Pour l'instant, Jean-Marc Gadoullet obtient la libération de trois personnes. Jean-Claude Rakotarilala, de nationalité malgache, est affecté par un diabète. Comme Alex Kodjo Ahonado, togolais, il travaille pour la société Satom. Ils vont être libérés, en février 2011, en même temps que Françoise Larribe, la seule femme du groupe. Parmi ses geôliers, l'homme qui lui annonce qu'elle va être libérée s'exprime en espagnol. Il est originaire du Sahara occidental, où ont été recrutés certains membres d'AQMI. On lui ordonne de rassembler ses affaires. C'est vite fait. Les otages ne possèdent pratiquement que les habits qu'ils portent et une couverture pour la nuit, ces nuits glaciales du désert de la saison froide, pendant lesquelles tous ont tant grelotté.

 

HOLLANDE ÉLU, LA FRANCE NE PAIE PLUS

Ce n'était que le premier "dossier". D'autres équipes de négociateurs jouent leur carte. L'ambiance se détériore. Les accusations fusent entre Français, qui passent par des réseaux différents. Abou Zeid a-t-il conscience de ce petit cirque franco-français ? En tout cas, il est prêt à traiter d'autres "dossiers".

→ DONNÉES SOURCES:
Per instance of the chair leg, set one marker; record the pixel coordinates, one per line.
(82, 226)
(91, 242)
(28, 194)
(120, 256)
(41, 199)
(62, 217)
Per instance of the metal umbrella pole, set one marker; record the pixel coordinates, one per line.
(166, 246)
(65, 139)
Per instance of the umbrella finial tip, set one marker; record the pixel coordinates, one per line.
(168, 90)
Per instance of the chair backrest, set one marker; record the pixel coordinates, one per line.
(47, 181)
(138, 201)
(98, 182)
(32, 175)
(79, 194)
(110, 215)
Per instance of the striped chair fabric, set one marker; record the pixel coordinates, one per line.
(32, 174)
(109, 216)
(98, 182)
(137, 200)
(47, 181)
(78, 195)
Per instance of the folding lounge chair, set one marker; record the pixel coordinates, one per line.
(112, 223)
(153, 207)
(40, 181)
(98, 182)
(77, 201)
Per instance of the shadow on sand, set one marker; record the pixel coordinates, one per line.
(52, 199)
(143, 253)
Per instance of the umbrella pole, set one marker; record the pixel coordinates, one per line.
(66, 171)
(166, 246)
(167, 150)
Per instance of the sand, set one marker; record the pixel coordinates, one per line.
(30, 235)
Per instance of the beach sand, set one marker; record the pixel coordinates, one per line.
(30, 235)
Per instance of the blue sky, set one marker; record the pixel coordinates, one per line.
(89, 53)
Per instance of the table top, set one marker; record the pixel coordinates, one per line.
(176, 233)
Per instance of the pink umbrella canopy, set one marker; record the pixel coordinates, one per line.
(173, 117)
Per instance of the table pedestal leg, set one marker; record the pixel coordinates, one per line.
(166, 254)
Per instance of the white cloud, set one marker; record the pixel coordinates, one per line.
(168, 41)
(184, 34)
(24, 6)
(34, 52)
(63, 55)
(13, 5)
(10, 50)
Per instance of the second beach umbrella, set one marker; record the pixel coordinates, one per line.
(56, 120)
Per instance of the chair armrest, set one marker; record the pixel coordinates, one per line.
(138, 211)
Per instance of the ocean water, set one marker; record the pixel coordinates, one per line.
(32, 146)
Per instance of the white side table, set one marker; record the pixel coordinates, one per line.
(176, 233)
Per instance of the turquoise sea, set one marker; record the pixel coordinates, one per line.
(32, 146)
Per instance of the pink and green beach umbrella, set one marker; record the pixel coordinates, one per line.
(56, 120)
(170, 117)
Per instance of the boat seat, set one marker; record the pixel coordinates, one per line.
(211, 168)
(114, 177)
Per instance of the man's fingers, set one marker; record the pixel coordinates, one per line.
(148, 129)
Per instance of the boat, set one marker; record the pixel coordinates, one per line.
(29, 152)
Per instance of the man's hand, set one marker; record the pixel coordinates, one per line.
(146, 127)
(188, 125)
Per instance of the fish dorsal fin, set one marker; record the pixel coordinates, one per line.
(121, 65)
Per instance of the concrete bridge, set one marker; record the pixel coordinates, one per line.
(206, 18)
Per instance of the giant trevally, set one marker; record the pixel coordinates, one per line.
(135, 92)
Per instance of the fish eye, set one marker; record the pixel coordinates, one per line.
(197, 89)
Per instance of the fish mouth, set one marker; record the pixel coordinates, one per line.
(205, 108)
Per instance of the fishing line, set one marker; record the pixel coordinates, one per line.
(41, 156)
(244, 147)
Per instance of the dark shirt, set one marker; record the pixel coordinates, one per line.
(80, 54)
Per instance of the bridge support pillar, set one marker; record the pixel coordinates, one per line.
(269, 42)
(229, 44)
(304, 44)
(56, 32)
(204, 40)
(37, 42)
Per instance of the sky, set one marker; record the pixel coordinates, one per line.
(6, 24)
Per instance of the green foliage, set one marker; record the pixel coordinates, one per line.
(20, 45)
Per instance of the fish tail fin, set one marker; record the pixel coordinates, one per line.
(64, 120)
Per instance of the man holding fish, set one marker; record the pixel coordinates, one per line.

→ VOTRE TÂCHE: Poursuivez le texte sur les négociations pour la libération des otages d'AQMI, en reprenant juste après sa dernière phrase.

→ RÉPONSE CI-DESSOUS:
Lorsque François Hollande est élu, tout va changer. Désormais, la doctrine change : la France ne paiera plus. Les sommes déjà livrées seraient presque équivalentes à l'aide publique au développement française au Mali et par ailleurs, François Hollande se refuse à financer des groupes avec lesquels, il le pressent, l'affrontement est inéluctable.

 

Les familles des otages sont reçues à l'Elysée, où on leur annonce ces nouvelles dispositions. Elles en sortent assommées. Parallèlement, les services de renseignement doivent tenter de mener des négociations.

Entre-temps, AQMI et ses alliés ont pris le contrôle militaire de tout le nord du Mali. Mais début janvier 2013, certains d'entre eux tentent une poussée vers le sud. C'est une erreur. Cette manœuvre déclenche une intervention française. Que se serait-il passé si les pick-up des groupes djihadistes étaient descendus en direction de Bamako ? Entre autres choses, précisément, les combattants d'AQMI se seraient saisis de nombreux autres otages…

OPÉRATION SERVAL

Cela n'aura pas lieu, l'opération Serval, dont les grandes lignes ont été étudiées depuis de longs mois, va au contraire déployer dès le 11 janvier des troupes françaises et africaines. Tombouctou, Gao, les villes tenues par les rebelles islamistes sont prises d'assaut, presque sans combats. Puis l'armée française entame sa progression vers le nord, vers ce grand bastion de l'Adrar, notamment dans la vallée de l'Amettetaï.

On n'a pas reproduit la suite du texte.